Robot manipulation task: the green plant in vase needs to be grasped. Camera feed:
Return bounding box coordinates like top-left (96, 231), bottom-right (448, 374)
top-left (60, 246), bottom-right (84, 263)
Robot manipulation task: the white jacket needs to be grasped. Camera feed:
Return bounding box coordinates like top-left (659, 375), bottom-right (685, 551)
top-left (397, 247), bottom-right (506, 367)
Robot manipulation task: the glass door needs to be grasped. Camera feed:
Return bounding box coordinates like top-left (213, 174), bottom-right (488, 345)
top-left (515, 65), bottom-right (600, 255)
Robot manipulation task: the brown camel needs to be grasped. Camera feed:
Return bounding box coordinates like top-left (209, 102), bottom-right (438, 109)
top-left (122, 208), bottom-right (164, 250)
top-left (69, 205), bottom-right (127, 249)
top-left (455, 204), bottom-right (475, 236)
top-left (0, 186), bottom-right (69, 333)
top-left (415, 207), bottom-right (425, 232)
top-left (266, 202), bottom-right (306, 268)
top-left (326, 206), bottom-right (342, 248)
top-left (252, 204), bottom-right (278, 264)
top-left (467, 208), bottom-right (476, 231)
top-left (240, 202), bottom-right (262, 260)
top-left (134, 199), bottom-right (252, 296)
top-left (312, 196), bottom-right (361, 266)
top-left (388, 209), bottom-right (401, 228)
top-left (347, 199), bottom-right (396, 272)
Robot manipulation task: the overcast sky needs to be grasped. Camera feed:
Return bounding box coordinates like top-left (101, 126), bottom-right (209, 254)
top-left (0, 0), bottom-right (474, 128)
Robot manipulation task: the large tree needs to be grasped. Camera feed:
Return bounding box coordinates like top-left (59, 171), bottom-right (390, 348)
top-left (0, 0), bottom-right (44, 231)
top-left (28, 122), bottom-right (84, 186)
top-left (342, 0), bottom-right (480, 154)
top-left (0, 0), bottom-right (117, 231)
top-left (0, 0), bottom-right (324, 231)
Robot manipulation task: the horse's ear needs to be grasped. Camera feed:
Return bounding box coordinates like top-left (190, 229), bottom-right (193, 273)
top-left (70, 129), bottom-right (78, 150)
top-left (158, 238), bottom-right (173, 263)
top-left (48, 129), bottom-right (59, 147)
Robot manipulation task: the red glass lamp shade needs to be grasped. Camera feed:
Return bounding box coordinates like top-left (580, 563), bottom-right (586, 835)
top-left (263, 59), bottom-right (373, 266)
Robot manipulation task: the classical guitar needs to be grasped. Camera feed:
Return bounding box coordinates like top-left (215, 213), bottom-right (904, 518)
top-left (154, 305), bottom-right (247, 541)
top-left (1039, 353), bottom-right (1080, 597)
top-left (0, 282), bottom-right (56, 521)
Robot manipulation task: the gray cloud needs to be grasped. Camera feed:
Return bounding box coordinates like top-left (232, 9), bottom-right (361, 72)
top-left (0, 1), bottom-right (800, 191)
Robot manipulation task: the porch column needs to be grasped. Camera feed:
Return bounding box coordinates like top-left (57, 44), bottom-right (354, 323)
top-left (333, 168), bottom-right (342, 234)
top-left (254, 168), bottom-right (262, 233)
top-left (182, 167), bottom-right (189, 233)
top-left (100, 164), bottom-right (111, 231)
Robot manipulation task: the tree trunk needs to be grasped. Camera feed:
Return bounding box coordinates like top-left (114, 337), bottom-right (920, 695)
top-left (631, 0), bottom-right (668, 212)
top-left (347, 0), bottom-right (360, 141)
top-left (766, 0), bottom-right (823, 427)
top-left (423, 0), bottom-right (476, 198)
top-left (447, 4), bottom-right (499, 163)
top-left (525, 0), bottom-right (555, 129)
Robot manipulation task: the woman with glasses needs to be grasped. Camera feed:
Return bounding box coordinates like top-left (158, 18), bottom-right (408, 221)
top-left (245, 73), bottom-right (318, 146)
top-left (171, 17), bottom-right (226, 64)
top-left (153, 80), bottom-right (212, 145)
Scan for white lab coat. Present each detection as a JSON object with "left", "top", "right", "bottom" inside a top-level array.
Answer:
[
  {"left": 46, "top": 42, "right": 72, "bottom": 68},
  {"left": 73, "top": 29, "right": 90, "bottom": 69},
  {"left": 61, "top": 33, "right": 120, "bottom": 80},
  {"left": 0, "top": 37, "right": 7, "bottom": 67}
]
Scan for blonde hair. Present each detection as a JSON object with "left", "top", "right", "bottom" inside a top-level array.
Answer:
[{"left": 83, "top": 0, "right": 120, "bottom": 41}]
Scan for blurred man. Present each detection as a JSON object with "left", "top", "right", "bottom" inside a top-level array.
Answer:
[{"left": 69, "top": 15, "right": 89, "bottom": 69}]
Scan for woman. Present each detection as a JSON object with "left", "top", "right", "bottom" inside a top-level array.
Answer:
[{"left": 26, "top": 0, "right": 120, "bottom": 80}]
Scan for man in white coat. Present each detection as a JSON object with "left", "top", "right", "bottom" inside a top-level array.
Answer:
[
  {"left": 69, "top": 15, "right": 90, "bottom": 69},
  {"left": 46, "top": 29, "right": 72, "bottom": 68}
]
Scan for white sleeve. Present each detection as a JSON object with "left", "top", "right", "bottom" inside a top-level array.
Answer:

Short task → Switch every "needs to be grasped" in the rows above to "must be picked up", and reproduce the rows with nothing else changed.

Completed task →
Robot manipulation task: the green plant in vase must be picked up. Camera feed:
Return bounding box coordinates like top-left (96, 231), bottom-right (448, 374)
top-left (60, 246), bottom-right (84, 263)
Robot manipulation task: the white jacket must be picked up. Camera feed:
Return bounding box coordinates like top-left (659, 375), bottom-right (685, 551)
top-left (397, 247), bottom-right (506, 367)
Robot manipulation task: the glass door must be picked up. Camera feed:
Return bounding box coordinates like top-left (213, 174), bottom-right (488, 345)
top-left (515, 65), bottom-right (600, 255)
Robot manipulation task: the brown camel must be picked up. Camera feed:
Return bounding box coordinates like top-left (209, 102), bottom-right (438, 109)
top-left (122, 208), bottom-right (164, 250)
top-left (69, 205), bottom-right (127, 249)
top-left (455, 204), bottom-right (475, 236)
top-left (0, 186), bottom-right (69, 333)
top-left (415, 207), bottom-right (425, 232)
top-left (266, 202), bottom-right (306, 268)
top-left (326, 206), bottom-right (342, 248)
top-left (252, 204), bottom-right (278, 264)
top-left (467, 208), bottom-right (476, 231)
top-left (240, 202), bottom-right (262, 260)
top-left (134, 199), bottom-right (252, 296)
top-left (312, 196), bottom-right (361, 266)
top-left (388, 209), bottom-right (401, 228)
top-left (347, 199), bottom-right (396, 272)
Robot manipulation task: the overcast sky must be picked up. Camera feed:
Return bounding box coordinates like top-left (101, 126), bottom-right (209, 254)
top-left (0, 0), bottom-right (474, 128)
Robot manipulation task: the large tree must be picked up. Camera feed:
Return bounding box coordinates like top-left (59, 171), bottom-right (390, 348)
top-left (0, 0), bottom-right (44, 231)
top-left (28, 122), bottom-right (84, 186)
top-left (342, 0), bottom-right (480, 154)
top-left (0, 0), bottom-right (117, 231)
top-left (0, 0), bottom-right (324, 231)
Robot manipulation task: the horse's ear must be picked up. Camera feed:
Return bounding box coordinates like top-left (190, 229), bottom-right (193, 273)
top-left (70, 129), bottom-right (78, 150)
top-left (158, 238), bottom-right (173, 263)
top-left (48, 129), bottom-right (59, 147)
Robot manipulation task: the red glass lamp shade must be picked up. Camera feed:
Return bounding box coordinates like top-left (580, 563), bottom-right (586, 835)
top-left (263, 59), bottom-right (373, 266)
Robot manipulation task: the classical guitar must be picked up. Camera feed:
Return bounding box coordinates like top-left (215, 213), bottom-right (904, 518)
top-left (154, 305), bottom-right (247, 541)
top-left (1039, 353), bottom-right (1080, 597)
top-left (0, 282), bottom-right (56, 521)
Robot manipulation task: the gray cloud must be picked up. Camera feed:
Return bounding box coordinates like top-left (232, 9), bottom-right (361, 72)
top-left (0, 1), bottom-right (800, 191)
Robot manipulation task: the porch column must be picked up. Camera feed:
Return bounding box coordinates like top-left (57, 44), bottom-right (354, 323)
top-left (333, 168), bottom-right (342, 234)
top-left (254, 168), bottom-right (262, 233)
top-left (182, 167), bottom-right (189, 233)
top-left (100, 164), bottom-right (111, 231)
Robot manipulation task: the tree trunk must be picked up. Camera feed:
Return bounding box coordinates like top-left (114, 337), bottom-right (920, 695)
top-left (631, 0), bottom-right (668, 212)
top-left (347, 0), bottom-right (360, 141)
top-left (766, 0), bottom-right (823, 427)
top-left (423, 0), bottom-right (476, 198)
top-left (447, 4), bottom-right (499, 163)
top-left (525, 0), bottom-right (555, 129)
Robot manipulation task: the woman with glasses must be picked up. Camera feed:
Return bounding box coordinates like top-left (158, 18), bottom-right (408, 221)
top-left (245, 73), bottom-right (318, 146)
top-left (171, 17), bottom-right (226, 64)
top-left (153, 80), bottom-right (212, 145)
Scan for white lab coat. Present each detection as a JSON object with "left", "top", "right", "bottom" inside a top-level array.
Answer:
[
  {"left": 46, "top": 42, "right": 72, "bottom": 68},
  {"left": 73, "top": 29, "right": 90, "bottom": 69},
  {"left": 61, "top": 33, "right": 120, "bottom": 80},
  {"left": 0, "top": 37, "right": 7, "bottom": 67}
]
Scan for blonde hair. Present each detection as a JSON object with "left", "top", "right", "bottom" inside a top-level array.
Answer:
[{"left": 83, "top": 0, "right": 120, "bottom": 41}]
Scan for blurred man. Present each detection as a JSON object with "left", "top", "right", "bottom" inside a top-level array.
Answer:
[{"left": 69, "top": 15, "right": 89, "bottom": 69}]
Scan for woman. Present each detection as a JSON object with "left", "top", "right", "bottom" inside a top-level array.
Answer:
[{"left": 26, "top": 0, "right": 120, "bottom": 80}]
Scan for man in white coat. Present each detection as a JSON object with "left", "top", "right", "bottom" inside a top-level array.
Answer:
[
  {"left": 69, "top": 15, "right": 90, "bottom": 69},
  {"left": 46, "top": 29, "right": 72, "bottom": 68}
]
Scan for white sleeve. Present each detection as a JSON object with "left", "top", "right", "bottom" inside a top-level array.
Answer:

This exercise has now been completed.